═══ Selected text

Please find my ONNX model here: https://get.hidrive.com/2qErePEy (Link valid until August 10, 2022)
from olive.
Hi @kbraun-axio ,
I think this error happended because the max_latency_ms is too small for cpu infernece.
You can augument max_latency_ms, or change the execution provider from cpu to cuda.
Here is test result on my local machine with command olive optimize --model_path onnx-object-detection-model.onnx --throughput_tuning_enabled --max_latency_percentile 0.95 --max_latency_ms 100 --threads_num 1 --dynamic_batching_size 1 --min_duration_sec 10 --providers_list cuda >& log_olive.txt
from olive.
Hi @leqiao-1,
Thanks for your reply and the log output.
I will increase the max_latency_ms and try running the optimization again. I will post the results here.
Unfortunately, our inference machine does not have a Nvidia GPU (we only use a Nvidia GPU in our training server). Therefore, I cannot set the execution provider to CUDA.
from olive.

══════

Exercise brief :: Please reproduce the ONNX optimization thread between "You can augument" and "the results here.", inclusive.

═══ Supplied data

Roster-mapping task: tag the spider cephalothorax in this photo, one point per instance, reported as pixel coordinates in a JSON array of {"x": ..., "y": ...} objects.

══════

Task output ::
You can augument max_latency_ms, or change the execution provider from cpu to cuda.
Here is test result on my local machine with command olive optimize --model_path onnx-object-detection-model.onnx --throughput_tuning_enabled --max_latency_percentile 0.95 --max_latency_ms 100 --threads_num 1 --dynamic_batching_size 1 --min_duration_sec 10 --providers_list cuda >& log_olive.txt
from olive.
Hi @leqiao-1,
Thanks for your reply and the log output.
I will increase the max_latency_ms and try running the optimization again. I will post the results here.